***** EXERCISE MATERIAL *****

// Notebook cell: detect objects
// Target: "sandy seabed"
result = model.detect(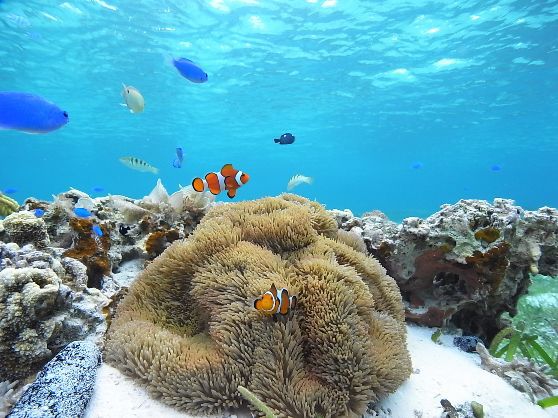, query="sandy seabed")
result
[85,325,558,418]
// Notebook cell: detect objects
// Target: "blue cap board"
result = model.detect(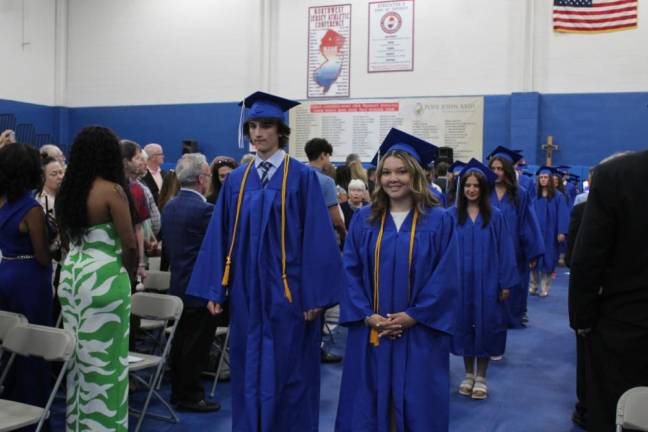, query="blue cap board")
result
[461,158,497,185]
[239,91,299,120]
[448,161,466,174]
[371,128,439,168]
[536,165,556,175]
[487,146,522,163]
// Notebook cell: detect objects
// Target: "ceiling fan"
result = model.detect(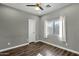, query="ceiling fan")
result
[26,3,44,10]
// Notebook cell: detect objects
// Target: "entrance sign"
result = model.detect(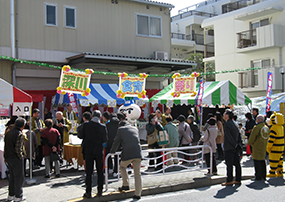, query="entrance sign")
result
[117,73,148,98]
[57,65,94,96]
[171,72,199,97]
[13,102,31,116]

*****

▸ **TASK DETAILS**
Gather each line in the records that contains the string "Target", treating uppercase and lowercase letters as different.

▸ **RESULT OF THE EXERCISE**
// Target: "sandy seabed"
// Target: "blue cap board"
// Target: "ceiling fan"
// Target: "entrance sign"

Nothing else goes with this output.